• _SUPPLIED MATERIAL_
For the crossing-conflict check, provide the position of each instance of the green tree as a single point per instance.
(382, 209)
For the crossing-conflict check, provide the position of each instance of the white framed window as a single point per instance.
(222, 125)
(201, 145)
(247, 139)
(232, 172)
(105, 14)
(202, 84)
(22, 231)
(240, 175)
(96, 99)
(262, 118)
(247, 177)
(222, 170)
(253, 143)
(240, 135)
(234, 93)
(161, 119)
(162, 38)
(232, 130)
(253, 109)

• _YOUR GOAL_
After locating the line containing "window as a single point per instance.", write out that line and all remaining lines of the records exactly, with nothing added.

• _RESPONSE AREA_
For the crossing-conflict check, provide the position of each instance of the white framed window as a single point per instance.
(222, 125)
(201, 145)
(247, 139)
(232, 172)
(105, 14)
(202, 84)
(22, 231)
(240, 175)
(96, 99)
(262, 118)
(247, 177)
(222, 170)
(253, 143)
(240, 135)
(234, 93)
(161, 119)
(162, 38)
(232, 130)
(253, 109)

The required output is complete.